_GIVEN PASSAGE_.
--

# Dragonball.Z.Battle.of.Z.PAL.XBOX360-COMPLEX and everything else.



## FAST6191 (Jan 22, 2014)

Let us see if I can remember how to do this. There has not been a release really worth speaking of in about two months, there has been a bit of DLC and XBLA though.
*Other releases*
*Injustice.Gods.Among.Us.Ultimate.Edition.XBOX360-COMPLEX*
A GOTY version of a fighting game.

*Rugby.League.Live.2.World.Cup.Edition.PAL.XBOX360-iMARS*
The original hit in late 2012, the goty hit in mid 2013 and apparently there needed to be a world cup edition.
By most accounts the originals worked well should you have wanted a Rugby League game. This adds some tournament lineups, some more teams, some more stadia, the obligatory "legacy" mode that every sports game gets these days and the like.

--

_EXERCISE 1_.
Repeat the release post word for word from "# Dragonball.Z.Battle.of.Z.PAL.XBOX360-COMPLEX and" to "and the like.".
_EXERCISE 2_.
According to the release post, what is Injustice.Gods.Among.Us.Ultimate.Edition?
Rely on the release post alone.

_RECORDED INFORMATION_.
--

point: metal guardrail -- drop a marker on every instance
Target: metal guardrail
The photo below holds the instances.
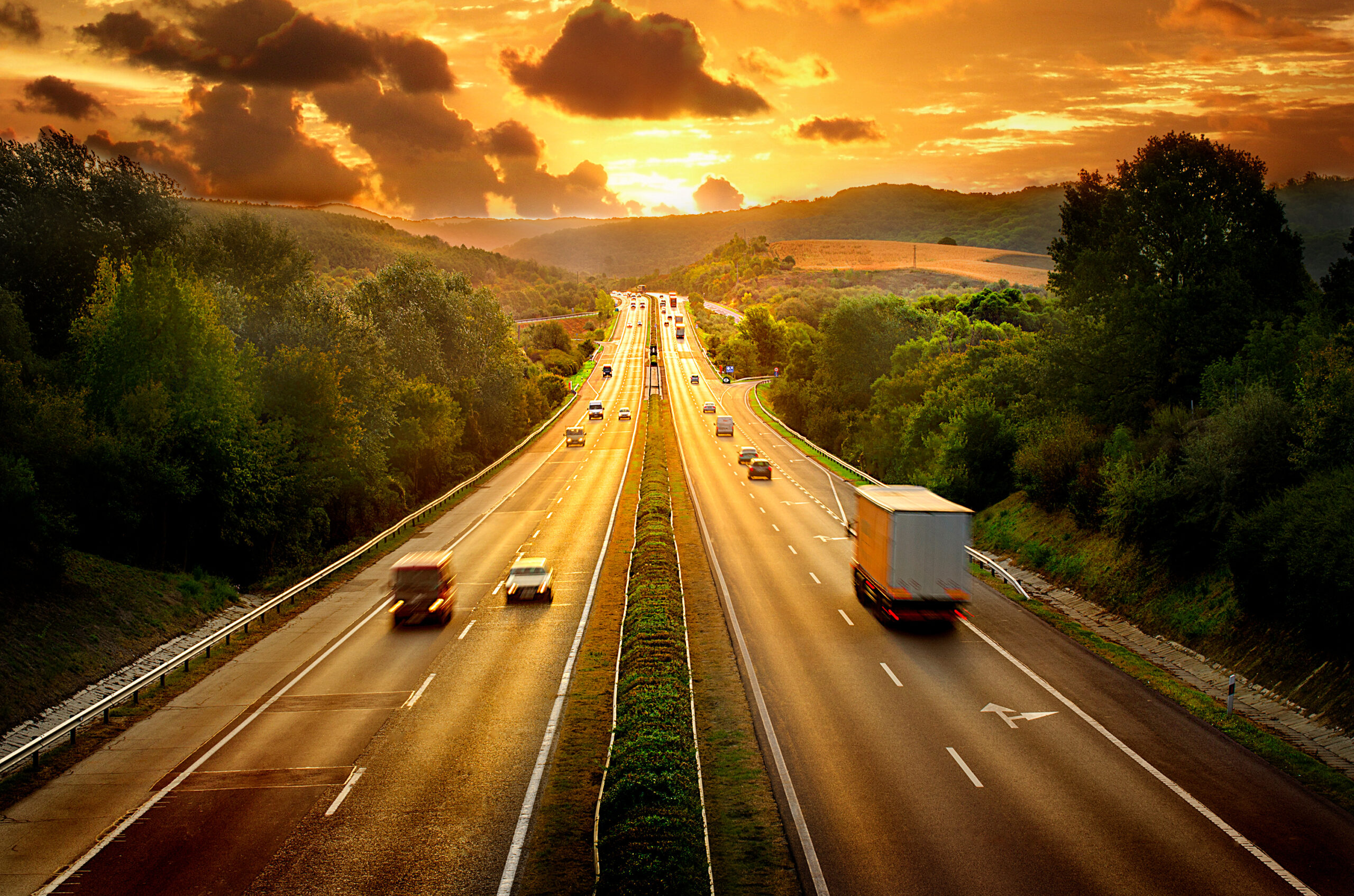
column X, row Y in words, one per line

--

_PROBLEM SOLUTION 1_.
# Dragonball.Z.Battle.of.Z.PAL.XBOX360-COMPLEX and everything else.



## FAST6191 (Jan 22, 2014)

Let us see if I can remember how to do this. There has not been a release really worth speaking of in about two months, there has been a bit of DLC and XBLA though.
*Other releases*
*Injustice.Gods.Among.Us.Ultimate.Edition.XBOX360-COMPLEX*
A GOTY version of a fighting game.

*Rugby.League.Live.2.World.Cup.Edition.PAL.XBOX360-iMARS*
The original hit in late 2012, the goty hit in mid 2013 and apparently there needed to be a world cup edition.
By most accounts the originals worked well should you have wanted a Rugby League game. This adds some tournament lineups, some more teams, some more stadia, the obligatory "legacy" mode that every sports game gets these days and the like.

_PROBLEM SOLUTION 2_.
A GOTY version of a fighting game.